Render the data below as a JSON list of strings with one string per line and no blank lines, beginning at the line containing "point: white suv" and running through the line containing "(1165, 210)".

Records shown:
* * *

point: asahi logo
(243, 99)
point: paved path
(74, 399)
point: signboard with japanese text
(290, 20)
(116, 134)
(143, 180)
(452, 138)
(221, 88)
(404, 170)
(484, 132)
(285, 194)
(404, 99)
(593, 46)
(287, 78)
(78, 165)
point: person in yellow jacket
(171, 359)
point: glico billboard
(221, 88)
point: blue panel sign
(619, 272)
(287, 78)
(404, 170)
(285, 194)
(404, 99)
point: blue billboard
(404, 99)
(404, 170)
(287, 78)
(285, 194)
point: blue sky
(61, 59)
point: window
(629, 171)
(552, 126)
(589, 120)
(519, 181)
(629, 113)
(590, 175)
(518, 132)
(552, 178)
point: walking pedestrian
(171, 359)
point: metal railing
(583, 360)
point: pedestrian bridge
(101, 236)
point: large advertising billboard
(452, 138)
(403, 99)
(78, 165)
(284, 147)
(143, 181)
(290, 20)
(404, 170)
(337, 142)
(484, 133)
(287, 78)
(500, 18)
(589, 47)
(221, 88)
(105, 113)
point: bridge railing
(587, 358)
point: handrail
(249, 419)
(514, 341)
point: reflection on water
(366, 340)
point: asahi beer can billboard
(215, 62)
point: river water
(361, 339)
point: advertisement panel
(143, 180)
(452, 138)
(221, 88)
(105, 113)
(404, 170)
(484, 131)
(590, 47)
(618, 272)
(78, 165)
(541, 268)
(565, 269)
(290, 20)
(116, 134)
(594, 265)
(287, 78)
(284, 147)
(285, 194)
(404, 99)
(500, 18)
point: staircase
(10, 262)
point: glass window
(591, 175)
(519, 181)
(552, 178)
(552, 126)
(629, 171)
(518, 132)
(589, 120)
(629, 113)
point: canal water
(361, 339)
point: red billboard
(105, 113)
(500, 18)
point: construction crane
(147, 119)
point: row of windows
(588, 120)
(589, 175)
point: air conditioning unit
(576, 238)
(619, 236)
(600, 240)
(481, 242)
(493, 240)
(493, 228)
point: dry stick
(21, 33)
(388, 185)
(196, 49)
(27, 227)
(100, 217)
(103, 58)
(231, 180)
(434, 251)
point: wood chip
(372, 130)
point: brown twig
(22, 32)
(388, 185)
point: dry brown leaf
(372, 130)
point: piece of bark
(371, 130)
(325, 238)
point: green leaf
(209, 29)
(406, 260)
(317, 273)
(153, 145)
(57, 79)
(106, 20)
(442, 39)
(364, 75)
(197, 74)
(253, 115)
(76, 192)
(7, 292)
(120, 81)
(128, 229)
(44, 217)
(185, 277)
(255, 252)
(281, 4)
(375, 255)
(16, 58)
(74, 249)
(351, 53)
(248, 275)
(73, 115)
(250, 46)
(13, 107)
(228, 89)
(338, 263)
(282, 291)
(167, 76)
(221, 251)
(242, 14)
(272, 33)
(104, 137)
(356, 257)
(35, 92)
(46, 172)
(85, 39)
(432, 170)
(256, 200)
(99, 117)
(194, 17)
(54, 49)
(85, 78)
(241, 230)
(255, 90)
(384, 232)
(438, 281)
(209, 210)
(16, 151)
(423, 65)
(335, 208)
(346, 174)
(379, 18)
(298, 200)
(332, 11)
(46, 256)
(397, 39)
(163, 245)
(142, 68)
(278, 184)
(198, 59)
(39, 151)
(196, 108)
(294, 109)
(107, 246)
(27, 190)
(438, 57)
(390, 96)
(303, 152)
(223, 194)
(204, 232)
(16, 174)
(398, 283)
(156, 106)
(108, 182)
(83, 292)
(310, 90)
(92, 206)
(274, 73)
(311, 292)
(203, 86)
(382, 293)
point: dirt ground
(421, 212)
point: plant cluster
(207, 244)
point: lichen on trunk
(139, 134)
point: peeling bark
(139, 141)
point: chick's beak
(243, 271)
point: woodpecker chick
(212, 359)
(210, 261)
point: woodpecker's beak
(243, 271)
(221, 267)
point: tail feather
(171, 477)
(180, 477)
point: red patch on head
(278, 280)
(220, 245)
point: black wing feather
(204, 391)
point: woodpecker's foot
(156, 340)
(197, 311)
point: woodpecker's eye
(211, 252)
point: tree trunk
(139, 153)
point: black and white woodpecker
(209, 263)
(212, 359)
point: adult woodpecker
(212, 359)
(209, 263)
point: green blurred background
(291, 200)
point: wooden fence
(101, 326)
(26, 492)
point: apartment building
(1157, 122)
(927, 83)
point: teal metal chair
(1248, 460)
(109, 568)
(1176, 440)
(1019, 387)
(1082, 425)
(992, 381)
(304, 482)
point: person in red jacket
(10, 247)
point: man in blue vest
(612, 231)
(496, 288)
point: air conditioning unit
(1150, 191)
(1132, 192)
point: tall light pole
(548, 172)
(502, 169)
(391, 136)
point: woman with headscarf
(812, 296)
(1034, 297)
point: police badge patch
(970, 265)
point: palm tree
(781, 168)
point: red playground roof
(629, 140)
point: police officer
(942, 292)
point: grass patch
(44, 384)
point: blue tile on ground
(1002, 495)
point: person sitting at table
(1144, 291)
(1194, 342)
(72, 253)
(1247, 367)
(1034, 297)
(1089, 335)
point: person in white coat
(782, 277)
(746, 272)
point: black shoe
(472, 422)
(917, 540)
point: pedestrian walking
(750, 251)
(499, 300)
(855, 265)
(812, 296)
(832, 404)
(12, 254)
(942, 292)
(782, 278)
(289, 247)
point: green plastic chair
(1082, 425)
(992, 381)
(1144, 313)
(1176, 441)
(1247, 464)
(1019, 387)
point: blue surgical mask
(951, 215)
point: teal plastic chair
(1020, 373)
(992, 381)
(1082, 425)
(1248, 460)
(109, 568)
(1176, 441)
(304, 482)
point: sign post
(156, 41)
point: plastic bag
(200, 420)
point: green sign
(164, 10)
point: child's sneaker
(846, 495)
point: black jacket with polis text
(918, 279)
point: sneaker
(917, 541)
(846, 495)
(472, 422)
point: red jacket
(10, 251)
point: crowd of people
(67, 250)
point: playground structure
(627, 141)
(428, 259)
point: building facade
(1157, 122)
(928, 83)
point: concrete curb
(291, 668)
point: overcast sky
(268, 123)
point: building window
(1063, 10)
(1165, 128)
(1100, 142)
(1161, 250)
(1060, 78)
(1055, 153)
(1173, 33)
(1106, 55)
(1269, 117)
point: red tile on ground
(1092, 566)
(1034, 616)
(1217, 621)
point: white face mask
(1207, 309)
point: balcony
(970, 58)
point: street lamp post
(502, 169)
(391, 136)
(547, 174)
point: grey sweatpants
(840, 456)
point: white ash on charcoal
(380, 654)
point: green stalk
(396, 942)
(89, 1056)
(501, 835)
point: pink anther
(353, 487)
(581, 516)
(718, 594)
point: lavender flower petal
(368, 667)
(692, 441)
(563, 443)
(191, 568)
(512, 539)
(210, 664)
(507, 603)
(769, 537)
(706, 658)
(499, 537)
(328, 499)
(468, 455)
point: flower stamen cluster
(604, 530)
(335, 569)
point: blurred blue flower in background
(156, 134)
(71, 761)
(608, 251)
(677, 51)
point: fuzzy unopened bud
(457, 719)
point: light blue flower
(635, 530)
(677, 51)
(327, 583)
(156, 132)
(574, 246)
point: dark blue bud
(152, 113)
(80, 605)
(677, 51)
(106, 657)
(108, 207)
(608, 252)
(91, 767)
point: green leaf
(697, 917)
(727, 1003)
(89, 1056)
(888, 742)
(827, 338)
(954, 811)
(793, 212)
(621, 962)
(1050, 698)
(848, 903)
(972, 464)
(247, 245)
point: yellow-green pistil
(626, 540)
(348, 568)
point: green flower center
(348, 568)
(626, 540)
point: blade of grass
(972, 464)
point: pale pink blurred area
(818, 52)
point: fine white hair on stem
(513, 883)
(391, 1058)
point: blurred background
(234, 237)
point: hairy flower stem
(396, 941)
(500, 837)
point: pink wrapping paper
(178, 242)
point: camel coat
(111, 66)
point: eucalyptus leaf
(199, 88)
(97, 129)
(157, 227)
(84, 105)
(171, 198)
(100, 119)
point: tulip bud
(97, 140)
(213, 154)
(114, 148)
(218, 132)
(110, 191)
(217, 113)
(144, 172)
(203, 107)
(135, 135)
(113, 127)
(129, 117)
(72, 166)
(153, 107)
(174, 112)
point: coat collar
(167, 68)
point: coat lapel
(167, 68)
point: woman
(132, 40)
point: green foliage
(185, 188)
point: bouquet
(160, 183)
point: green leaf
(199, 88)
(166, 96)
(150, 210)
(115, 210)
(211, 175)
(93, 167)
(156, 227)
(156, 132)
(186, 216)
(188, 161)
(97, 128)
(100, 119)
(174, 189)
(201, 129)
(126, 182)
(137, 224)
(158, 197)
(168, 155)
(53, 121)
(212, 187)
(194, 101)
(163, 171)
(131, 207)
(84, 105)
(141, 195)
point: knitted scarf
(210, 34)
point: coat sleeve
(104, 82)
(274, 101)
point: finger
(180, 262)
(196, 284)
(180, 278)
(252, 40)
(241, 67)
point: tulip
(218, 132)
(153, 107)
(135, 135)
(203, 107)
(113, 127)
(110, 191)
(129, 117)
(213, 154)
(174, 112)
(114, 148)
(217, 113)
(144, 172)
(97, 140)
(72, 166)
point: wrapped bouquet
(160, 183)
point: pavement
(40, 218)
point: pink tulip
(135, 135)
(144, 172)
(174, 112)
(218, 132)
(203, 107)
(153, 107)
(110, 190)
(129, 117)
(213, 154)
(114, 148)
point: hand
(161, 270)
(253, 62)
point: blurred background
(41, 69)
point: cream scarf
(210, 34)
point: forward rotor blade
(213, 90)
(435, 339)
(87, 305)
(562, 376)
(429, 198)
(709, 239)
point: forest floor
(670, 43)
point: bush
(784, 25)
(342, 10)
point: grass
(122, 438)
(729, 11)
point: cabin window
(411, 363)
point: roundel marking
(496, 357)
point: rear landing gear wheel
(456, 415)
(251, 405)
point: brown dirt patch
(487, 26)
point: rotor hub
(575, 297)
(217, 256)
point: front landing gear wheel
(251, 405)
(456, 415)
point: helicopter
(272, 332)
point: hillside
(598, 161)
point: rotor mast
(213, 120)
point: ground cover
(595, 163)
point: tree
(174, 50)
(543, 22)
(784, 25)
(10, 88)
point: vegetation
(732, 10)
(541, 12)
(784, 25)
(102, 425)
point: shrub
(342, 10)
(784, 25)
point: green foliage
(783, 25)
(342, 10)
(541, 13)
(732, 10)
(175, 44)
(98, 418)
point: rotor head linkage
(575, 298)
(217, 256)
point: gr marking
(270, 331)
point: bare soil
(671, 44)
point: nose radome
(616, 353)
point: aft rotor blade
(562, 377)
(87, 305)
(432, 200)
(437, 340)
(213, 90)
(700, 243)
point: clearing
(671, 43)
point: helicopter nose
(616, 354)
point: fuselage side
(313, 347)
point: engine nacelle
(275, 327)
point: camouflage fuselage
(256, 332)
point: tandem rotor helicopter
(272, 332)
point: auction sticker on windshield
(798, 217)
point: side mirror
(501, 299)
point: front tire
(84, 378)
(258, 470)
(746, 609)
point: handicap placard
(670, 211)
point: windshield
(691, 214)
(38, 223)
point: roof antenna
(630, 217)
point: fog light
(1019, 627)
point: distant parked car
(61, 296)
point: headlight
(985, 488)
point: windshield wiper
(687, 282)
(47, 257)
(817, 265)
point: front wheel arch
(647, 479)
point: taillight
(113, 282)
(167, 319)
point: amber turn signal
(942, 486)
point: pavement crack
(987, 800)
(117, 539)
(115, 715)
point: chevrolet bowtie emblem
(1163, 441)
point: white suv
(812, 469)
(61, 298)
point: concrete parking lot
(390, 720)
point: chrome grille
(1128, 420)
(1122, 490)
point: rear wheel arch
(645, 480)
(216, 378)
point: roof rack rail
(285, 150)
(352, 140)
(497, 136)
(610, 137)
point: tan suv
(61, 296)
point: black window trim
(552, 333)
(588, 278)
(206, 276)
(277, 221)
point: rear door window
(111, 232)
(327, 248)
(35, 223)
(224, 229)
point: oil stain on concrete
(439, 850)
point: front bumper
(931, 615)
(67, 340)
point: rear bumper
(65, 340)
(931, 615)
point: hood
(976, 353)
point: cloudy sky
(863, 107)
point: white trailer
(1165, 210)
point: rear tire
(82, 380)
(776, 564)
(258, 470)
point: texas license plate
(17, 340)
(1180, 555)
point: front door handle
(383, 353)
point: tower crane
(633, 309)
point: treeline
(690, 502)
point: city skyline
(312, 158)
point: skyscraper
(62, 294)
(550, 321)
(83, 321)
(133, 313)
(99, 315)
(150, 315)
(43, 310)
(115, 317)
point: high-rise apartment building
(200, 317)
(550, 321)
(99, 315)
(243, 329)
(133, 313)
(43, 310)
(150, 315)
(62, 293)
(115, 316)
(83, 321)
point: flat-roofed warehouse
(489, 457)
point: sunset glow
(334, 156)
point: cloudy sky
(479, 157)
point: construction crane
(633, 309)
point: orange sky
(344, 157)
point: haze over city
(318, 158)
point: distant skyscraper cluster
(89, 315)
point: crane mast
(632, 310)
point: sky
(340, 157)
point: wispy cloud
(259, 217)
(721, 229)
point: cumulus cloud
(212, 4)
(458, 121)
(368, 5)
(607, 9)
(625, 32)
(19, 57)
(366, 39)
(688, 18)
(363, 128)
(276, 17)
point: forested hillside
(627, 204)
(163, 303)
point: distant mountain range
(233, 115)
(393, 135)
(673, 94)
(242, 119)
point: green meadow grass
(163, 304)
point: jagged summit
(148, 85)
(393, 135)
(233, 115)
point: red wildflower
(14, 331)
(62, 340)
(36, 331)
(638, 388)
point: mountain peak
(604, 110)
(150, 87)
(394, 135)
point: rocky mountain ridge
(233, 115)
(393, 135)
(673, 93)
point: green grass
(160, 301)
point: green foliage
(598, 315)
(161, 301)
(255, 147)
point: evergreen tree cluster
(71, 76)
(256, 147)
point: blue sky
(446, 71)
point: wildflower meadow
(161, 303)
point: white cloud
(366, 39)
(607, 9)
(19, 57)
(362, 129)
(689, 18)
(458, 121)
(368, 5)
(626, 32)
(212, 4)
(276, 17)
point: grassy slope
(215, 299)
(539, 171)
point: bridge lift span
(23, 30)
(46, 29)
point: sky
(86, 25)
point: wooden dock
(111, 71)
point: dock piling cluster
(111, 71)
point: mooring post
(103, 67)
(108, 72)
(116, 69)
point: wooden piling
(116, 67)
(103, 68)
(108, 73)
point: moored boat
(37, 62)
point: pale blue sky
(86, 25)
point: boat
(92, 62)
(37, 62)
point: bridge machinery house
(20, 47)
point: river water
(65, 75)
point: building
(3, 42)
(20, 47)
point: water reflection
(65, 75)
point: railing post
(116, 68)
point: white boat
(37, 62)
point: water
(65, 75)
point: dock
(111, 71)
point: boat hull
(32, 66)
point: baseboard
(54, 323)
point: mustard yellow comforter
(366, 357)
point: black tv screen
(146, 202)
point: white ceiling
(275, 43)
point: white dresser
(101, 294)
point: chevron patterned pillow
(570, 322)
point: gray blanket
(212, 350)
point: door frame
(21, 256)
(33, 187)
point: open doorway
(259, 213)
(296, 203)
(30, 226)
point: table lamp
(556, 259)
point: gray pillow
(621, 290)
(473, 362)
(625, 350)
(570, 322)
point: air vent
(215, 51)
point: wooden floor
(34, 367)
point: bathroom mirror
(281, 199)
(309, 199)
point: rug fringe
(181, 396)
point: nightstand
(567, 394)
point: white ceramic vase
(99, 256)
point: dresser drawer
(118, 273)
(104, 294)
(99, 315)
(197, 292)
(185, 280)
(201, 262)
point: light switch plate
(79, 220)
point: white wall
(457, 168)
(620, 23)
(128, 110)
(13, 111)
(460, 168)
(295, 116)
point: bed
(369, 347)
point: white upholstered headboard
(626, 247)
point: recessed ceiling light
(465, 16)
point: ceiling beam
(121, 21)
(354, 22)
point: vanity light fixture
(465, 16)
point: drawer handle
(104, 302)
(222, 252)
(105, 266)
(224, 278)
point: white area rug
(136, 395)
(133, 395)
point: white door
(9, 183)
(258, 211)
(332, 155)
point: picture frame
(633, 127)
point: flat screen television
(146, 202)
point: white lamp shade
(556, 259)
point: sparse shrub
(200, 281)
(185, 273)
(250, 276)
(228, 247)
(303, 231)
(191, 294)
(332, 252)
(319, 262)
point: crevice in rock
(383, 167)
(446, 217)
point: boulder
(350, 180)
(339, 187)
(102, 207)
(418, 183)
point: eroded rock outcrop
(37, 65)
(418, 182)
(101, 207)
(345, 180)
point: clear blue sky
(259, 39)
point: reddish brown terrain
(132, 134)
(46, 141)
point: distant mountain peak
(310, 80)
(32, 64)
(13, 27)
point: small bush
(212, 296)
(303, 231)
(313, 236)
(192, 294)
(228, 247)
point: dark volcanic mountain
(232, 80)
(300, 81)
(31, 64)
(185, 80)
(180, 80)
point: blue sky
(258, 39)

* * *

Response below:
[
  "point: white suv",
  "(812, 469)",
  "(61, 298)",
  "point: concrete parking lot",
  "(390, 720)",
  "point: chrome grille",
  "(1128, 420)",
  "(1122, 490)",
  "point: rear wheel arch",
  "(645, 480)",
  "(216, 378)",
  "point: roof rack rail",
  "(285, 150)",
  "(352, 140)",
  "(497, 136)",
  "(610, 137)",
  "point: tan suv",
  "(61, 296)",
  "point: black window trim",
  "(552, 333)",
  "(588, 278)",
  "(206, 276)",
  "(277, 221)",
  "point: rear door window",
  "(111, 232)",
  "(327, 248)",
  "(35, 223)",
  "(224, 229)",
  "point: oil stain on concrete",
  "(439, 850)",
  "point: front bumper",
  "(931, 615)",
  "(67, 340)",
  "point: rear bumper",
  "(65, 340)",
  "(931, 615)",
  "point: hood",
  "(976, 353)",
  "point: cloudy sky",
  "(863, 107)",
  "point: white trailer",
  "(1165, 210)"
]